## Required actions
1) What maximum speed does the Model T thread give for the 1912 Ford T Speedster?
2) Please list every distinct username that appears as a post heading in the Model T thread, naming each only once.

## Source
——
# Model T Question - What is this thing?



## Matt Vogt (Jan 2, 2008)

I am modeling a~1914 Model T, and wondered if someone could tell me if the cylindrical thing on the running board is a carbide generator.









Thanks for your help,
Matt


----------



## placitassteam (Jan 2, 2008)

Yes, carbide and water were used to make acetyline (sp) gas for the headlights. Wow that is a beautiful 'T' speedster!! Is that what you are modeling?


----------



## Curmudgeon (Jan 11, 2008)

On 5th of May 2009 a member of the Old Timer Vehicle Club(CVE) here in Bucharest Romania brought to Romania a 1912 Ford T Speedster that belonged to a St Louis Museum 
in USA. 
These pictures were submitted by Mircea Ursache 
vicepresident CVE 
www.clubulvehiculelordeepoca.ro 

Original transformation into a rally car 
Model speedster: 1912 
Engine 4 cylinders 2900 cm3 (cubic centimeters) 
Power: 22 Ps. 17 Kw 
Max.Speed : 70-80 km/h 
Mileage 22 liters /100km 
Special rear axel 
Wheels with a single support screw 
Without front brake 
Original it was with carbide powered headlights 
No roof no doors no windows 
Disc shaped windshield for driver only 
Beam light night projector


----------



## Spule 4 (Jan 2, 2008)

Shouldn't a pre 1918 T have white-grey tires?


----------



## xo18thfa (Jan 2, 2008)

Wouldn't you love to have one of those for real?


----------



## armorsmith (Jun 1, 2008)

Dave, 

Being as you seem to have a knowledge of Antique cars, what 'ya know about 'Overland' cars. A coworker has a 1911 in original condition - beautiful car. 

Bob C.


----------



## Curmudgeon (Jan 11, 2008)

Lost an Overland many years ago....out of Inglewood, California. 
A 1916 Ford and an Overland (later Pontiac). 

A great uncle, reclusive, when the grandparents sold three lots and houses (BIG lots) a couple of blocks south of Hollywood Park Race Track, the garages were empty. 
Nobody knew or could figure out where they went. 

Supposed to go our way. 

That was, oh, early 1960's. 

Big cars.


----------



## SteveC (Jan 2, 2008)
——
## Provided data
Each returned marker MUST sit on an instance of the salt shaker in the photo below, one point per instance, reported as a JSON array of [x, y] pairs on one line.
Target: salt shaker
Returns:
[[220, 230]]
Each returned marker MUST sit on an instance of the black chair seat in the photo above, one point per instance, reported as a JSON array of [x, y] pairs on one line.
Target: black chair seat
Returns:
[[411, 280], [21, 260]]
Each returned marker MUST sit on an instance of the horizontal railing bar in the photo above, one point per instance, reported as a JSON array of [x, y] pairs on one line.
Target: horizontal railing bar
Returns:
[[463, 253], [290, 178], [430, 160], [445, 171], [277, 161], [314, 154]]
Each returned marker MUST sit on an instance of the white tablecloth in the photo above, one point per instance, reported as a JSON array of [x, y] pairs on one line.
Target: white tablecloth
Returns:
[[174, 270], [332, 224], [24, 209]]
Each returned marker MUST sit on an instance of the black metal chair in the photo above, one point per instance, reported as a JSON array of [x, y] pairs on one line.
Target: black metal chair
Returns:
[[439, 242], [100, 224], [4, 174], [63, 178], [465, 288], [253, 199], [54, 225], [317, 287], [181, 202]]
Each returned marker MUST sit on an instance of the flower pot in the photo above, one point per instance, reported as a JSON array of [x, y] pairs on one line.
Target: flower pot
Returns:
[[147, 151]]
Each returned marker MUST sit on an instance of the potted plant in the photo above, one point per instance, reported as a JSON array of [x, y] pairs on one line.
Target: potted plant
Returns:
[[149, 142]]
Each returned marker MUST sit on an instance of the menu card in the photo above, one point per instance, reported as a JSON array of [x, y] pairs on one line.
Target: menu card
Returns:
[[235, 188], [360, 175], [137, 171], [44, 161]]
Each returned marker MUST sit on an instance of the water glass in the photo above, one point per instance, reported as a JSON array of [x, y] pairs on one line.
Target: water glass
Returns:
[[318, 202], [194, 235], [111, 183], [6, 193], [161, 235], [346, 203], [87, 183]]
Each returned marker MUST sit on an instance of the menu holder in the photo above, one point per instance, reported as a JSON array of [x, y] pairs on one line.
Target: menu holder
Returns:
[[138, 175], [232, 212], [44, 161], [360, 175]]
——
## Final results
1) 70-80 km/h

2) Matt Vogt, placitassteam, Curmudgeon, Spule 4, xo18thfa, armorsmith, SteveC